Challenge —
From the line containing "[locate] the tent roof" through the last line of the data, return those lines exactly as written and nothing more.

-------- Input for this task

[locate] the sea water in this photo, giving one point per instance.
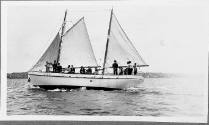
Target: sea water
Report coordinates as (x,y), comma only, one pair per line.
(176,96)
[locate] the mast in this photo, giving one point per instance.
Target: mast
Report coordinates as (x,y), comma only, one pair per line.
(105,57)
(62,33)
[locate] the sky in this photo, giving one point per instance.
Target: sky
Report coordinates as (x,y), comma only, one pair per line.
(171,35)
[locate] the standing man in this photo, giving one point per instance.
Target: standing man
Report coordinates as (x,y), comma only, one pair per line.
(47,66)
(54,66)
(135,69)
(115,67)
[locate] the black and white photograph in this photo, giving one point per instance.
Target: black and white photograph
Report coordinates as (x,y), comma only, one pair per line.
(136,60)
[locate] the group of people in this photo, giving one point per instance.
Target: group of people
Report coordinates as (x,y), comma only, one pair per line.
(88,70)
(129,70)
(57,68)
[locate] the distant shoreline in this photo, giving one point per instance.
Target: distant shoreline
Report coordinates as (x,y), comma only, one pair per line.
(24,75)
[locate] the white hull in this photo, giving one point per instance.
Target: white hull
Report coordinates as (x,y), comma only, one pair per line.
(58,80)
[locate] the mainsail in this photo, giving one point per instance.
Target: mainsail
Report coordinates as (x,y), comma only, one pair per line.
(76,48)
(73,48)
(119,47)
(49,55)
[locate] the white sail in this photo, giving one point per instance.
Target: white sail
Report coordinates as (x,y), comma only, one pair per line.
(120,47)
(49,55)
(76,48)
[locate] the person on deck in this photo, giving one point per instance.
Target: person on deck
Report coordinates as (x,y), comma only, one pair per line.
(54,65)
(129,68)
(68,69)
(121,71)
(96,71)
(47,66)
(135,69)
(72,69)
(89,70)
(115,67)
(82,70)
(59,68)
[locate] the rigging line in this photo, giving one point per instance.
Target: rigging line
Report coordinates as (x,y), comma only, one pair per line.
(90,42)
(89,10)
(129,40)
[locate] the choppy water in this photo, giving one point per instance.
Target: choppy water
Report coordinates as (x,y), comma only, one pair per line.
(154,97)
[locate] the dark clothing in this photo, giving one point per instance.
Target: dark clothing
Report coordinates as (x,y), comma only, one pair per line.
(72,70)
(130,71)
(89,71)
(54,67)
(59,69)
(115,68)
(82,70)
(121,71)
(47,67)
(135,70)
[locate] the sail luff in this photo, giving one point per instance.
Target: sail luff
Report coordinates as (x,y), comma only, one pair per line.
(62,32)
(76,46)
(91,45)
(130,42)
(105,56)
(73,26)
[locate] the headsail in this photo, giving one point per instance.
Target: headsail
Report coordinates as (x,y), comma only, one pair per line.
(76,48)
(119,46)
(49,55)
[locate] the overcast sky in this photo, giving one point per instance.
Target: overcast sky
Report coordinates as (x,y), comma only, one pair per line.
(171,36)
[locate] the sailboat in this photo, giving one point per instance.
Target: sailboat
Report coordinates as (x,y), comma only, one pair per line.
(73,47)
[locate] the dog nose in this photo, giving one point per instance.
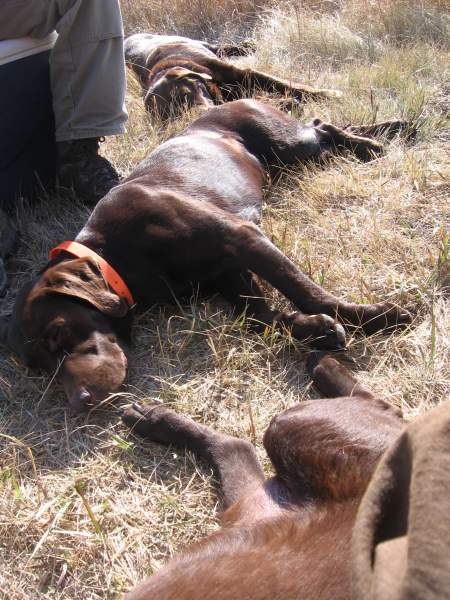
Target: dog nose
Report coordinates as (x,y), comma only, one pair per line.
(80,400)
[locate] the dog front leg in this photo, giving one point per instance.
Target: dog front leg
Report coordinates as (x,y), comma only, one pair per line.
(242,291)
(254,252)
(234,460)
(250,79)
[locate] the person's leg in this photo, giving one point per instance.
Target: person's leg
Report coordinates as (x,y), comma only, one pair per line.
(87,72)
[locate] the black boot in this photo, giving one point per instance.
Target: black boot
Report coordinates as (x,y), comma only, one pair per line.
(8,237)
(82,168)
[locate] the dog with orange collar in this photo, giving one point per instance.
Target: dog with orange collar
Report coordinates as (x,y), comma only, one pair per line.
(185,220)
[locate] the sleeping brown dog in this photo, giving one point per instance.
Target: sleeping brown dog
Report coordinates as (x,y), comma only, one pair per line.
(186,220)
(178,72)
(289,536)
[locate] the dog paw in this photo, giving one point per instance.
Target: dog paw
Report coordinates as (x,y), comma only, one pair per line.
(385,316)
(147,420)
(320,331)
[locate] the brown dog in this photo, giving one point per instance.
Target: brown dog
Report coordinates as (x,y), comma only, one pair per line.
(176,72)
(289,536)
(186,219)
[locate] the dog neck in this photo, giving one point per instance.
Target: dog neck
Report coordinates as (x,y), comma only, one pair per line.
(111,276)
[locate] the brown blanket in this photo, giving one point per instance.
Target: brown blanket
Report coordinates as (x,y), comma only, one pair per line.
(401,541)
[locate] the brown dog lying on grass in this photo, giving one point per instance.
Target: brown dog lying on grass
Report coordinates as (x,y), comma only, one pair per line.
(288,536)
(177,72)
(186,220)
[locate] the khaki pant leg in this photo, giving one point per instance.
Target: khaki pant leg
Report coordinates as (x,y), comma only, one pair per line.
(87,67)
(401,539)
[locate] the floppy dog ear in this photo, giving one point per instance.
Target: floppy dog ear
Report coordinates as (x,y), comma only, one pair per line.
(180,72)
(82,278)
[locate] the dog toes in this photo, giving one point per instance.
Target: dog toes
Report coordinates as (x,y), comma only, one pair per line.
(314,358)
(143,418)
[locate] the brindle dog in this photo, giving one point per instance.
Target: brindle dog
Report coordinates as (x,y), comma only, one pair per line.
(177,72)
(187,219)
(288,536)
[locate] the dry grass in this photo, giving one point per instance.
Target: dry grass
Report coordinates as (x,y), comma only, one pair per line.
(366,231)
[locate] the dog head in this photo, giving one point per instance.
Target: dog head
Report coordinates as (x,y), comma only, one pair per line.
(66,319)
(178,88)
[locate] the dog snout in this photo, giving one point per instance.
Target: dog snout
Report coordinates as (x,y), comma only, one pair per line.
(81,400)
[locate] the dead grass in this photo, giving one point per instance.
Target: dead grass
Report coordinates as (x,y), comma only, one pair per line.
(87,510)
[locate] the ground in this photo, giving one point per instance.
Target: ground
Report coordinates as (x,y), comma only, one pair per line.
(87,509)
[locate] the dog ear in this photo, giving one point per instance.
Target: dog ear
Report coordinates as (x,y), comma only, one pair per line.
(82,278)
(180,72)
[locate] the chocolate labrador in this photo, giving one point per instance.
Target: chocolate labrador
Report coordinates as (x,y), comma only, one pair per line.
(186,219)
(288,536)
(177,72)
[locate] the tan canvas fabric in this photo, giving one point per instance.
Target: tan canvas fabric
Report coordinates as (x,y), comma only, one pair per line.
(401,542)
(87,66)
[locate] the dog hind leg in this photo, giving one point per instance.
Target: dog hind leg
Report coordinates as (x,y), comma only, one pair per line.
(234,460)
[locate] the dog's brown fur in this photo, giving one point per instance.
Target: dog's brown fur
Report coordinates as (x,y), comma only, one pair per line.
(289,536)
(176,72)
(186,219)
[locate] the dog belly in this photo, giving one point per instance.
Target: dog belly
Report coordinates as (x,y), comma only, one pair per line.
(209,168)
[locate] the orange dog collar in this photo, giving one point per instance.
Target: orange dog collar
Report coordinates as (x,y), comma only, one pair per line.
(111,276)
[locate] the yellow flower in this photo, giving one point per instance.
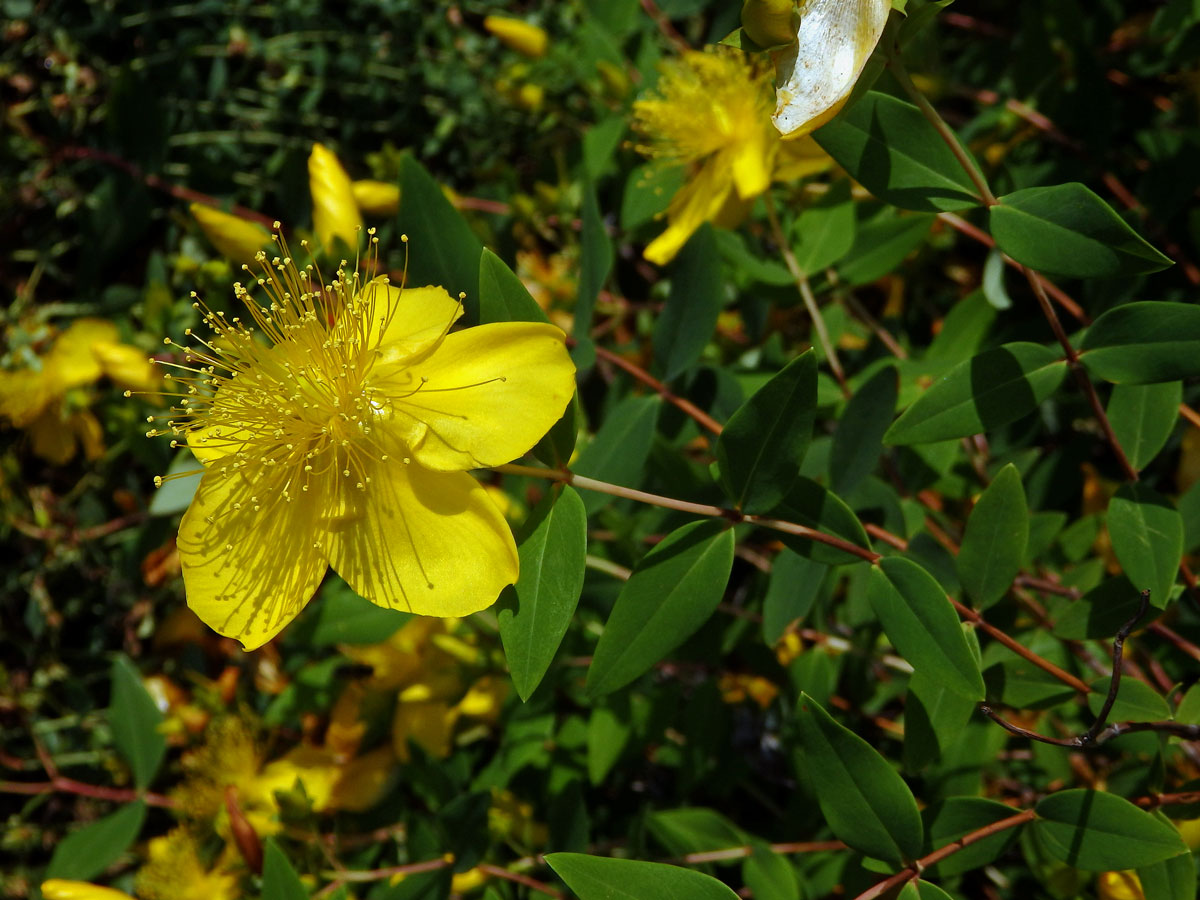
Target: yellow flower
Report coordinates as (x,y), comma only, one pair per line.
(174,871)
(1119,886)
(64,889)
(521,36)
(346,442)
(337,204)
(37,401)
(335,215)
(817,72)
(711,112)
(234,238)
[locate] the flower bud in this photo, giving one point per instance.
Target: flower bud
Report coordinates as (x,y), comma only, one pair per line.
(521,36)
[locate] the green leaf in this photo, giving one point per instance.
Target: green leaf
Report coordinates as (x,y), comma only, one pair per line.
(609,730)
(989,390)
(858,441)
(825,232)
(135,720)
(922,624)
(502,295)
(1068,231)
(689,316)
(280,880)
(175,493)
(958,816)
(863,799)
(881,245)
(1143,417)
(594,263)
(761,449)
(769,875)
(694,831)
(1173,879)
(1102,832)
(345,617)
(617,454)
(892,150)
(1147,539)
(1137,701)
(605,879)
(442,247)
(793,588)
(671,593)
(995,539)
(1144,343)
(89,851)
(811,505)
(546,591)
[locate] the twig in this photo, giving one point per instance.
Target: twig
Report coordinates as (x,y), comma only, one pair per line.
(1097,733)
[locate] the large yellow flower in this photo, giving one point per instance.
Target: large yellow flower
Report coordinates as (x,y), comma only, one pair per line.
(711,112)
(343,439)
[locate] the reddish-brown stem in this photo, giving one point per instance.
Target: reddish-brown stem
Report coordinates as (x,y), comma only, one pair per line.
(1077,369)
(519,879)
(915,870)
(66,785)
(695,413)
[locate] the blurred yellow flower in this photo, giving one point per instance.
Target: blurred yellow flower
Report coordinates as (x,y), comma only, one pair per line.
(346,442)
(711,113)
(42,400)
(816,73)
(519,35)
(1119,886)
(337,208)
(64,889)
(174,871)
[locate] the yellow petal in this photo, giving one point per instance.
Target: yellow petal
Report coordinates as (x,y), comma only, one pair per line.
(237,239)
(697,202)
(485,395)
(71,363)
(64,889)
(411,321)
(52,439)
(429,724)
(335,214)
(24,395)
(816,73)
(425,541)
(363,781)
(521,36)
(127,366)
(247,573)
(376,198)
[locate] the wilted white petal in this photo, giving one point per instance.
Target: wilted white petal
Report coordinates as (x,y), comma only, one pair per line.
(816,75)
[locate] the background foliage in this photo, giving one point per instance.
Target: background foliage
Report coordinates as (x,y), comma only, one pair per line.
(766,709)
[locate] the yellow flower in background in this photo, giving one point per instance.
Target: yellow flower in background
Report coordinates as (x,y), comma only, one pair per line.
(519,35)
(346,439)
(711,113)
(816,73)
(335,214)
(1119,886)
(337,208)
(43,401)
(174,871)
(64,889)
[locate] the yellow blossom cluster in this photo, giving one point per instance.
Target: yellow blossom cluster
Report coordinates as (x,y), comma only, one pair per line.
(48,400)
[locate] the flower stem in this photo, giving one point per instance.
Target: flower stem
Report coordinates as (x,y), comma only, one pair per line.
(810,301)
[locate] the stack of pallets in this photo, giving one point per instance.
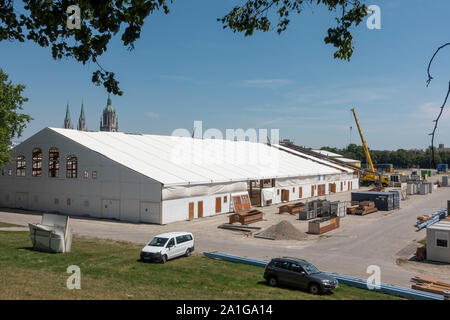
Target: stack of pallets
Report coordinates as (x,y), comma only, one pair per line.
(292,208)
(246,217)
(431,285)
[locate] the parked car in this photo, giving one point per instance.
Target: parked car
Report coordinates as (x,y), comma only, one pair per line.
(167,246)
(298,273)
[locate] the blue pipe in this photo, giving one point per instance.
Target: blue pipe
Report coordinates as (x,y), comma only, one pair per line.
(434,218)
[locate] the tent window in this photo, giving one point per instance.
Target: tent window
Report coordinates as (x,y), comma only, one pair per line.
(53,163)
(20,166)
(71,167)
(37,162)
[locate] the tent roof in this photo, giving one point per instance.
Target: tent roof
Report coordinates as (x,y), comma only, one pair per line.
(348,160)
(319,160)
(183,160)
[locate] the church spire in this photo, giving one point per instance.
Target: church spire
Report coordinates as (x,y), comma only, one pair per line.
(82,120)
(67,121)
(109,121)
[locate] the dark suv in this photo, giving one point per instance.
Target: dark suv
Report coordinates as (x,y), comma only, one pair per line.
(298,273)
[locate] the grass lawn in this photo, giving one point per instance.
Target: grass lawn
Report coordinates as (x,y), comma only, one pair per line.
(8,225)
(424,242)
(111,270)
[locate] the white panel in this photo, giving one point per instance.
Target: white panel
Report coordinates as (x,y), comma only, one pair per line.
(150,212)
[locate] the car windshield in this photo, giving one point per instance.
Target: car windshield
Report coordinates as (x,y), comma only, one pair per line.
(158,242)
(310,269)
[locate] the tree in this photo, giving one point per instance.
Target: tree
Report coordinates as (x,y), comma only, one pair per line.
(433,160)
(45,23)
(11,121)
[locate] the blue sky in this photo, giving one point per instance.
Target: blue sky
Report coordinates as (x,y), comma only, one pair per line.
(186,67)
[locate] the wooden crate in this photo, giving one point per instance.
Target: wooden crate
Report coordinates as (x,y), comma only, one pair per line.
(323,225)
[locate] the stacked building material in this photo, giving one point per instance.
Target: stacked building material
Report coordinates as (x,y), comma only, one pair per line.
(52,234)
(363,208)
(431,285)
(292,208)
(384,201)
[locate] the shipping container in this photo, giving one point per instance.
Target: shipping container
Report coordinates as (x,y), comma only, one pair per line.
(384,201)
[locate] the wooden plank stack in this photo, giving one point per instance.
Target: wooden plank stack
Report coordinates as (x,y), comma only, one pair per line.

----------------

Response for this exercise —
[locate] the tent roof in this photo, giving one point per instance.
Target: tent roof
Report coordinates as (x,y), comma only, one pair per line.
(348,160)
(319,160)
(183,160)
[locate] the church spire in this photo, giving one point per instance.
Target: church spire
Report coordinates as (x,y), comma only, one pair per line.
(82,120)
(67,121)
(109,121)
[locate] the dark suv in this photo, giving one point per instance.
Target: dark suv
Report coordinates as (x,y), comma only, one pair per line.
(298,273)
[locate] the grass lawn in this photo, giving one point per instance.
Target: grass lawn
Report coordinates as (x,y), comma only, one pair per line.
(8,225)
(424,242)
(111,270)
[locate] the white panel in this photo, giving one point per instance.
Target: white panel
Report coordinates as (x,y), comma only, one pair per line.
(150,212)
[locate] the car windshield in this photo, giving one point per instance.
Target: car windshield
Report coordinates as (x,y), comma only, one pair per line.
(158,242)
(310,269)
[locate] the tree in this photo, giving one point per instance.
Target: tree
Report coordinates as (x,y), comma only, one pair per line.
(433,160)
(45,23)
(11,121)
[locate] the blue sky in this photo, giving one point per instance.
Target: blue sky
Report coordinates as (x,y), comma only, one pair per line.
(186,67)
[locate] the wooden crate in this photo, giving one point per instance.
Target: wooden crate
Report coordinates as (x,y), comma only, one pair per line.
(323,225)
[locate] the stacked building material in this photo, giving one point per instance.
Target: stacked building material
Report coordinates as (x,y), comma only, one pair per line.
(52,234)
(363,208)
(431,285)
(292,208)
(384,201)
[locate] the shipping container in this photo, giving one point per instance.
Target: shipping container
Report coordinates as (x,y), comma only, one pair per line.
(384,201)
[locate] the wooden plank stack in this photo, giving one point per instance.
Target: wooden plank stack
Report coordinates as (x,y), comma only, one pair per line.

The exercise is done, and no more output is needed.